Document:
## start
It’s never too early to start looking ahead to next season. Over the coming weeks, we will examine what comes next for each team in the Power 5 conferences and also those outside the Power 5 who could make noise on the national stage. Today: the Texas Longhorns.

We all saw it coming.

Shaka Smart, a coach on the rise for the past five years, eventually would leave Virginia Commonwealth University to take on a more grandiose task at a larger, high-major university, most assumed. So many programs had called in recent years, and Smart always had rejected their overtures.

Until April, when the University of Texas invited him to the fill the vacancy created after Rick Barnes got fired. (More on that later.)

Smart said he couldn’t resist the offer from Texas, a program with vast resources, its own TV network, a rich history, a strong regional recruiting pool and a slot in the Big 12, the pound-for-pound king of college basketball conferences in recent seasons.
## end
Requirement A:
Translate the sentence "We all saw it coming." from the Texas Longhorns preview into Spanish.
Requirement B:
Write out the Texas Longhorns preview word for word, from "Shaka Smart, a" to "in recent seasons.".
The material that comes next has no connection to the Texas Longhorns preview.

Information shown:
## start
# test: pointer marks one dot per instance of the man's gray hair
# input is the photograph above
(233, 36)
## end
Result A:
Todos lo vimos venir.

Result B:
Shaka Smart, a coach on the rise for the past five years, eventually would leave Virginia Commonwealth University to take on a more grandiose task at a larger, high-major university, most assumed. So many programs had called in recent years, and Smart always had rejected their overtures.

Until April, when the University of Texas invited him to the fill the vacancy created after Rick Barnes got fired. (More on that later.)

Smart said he couldn’t resist the offer from Texas, a program with vast resources, its own TV network, a rich history, a strong regional recruiting pool and a slot in the Big 12, the pound-for-pound king of college basketball conferences in recent seasons.